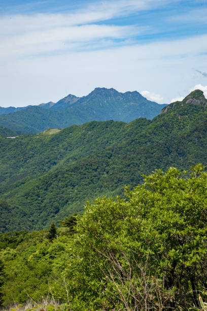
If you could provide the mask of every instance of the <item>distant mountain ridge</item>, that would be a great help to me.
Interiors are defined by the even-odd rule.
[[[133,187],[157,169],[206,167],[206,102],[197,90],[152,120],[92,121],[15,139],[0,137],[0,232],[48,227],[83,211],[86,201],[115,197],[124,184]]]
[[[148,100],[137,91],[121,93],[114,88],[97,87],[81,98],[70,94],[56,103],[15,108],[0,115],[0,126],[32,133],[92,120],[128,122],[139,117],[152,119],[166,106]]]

○ ○ ○ ○

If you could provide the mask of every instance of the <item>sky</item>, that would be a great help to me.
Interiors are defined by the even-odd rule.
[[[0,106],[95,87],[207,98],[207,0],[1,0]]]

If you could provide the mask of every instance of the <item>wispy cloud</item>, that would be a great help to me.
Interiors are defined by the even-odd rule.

○ ○ ○ ○

◆ **Task to carry out**: From the records above, copy each line in which the word "help" appears.

◆ **Task answer**:
If you could provide the mask of every instance of the <item>distant mountain ridge</item>, that would be a great help to me.
If you could provide the mask of every instance of the <item>sky</item>, that would be a great help to me.
If you could provide the mask of every instance of the <item>wispy cloud</item>, that would be a great help to me.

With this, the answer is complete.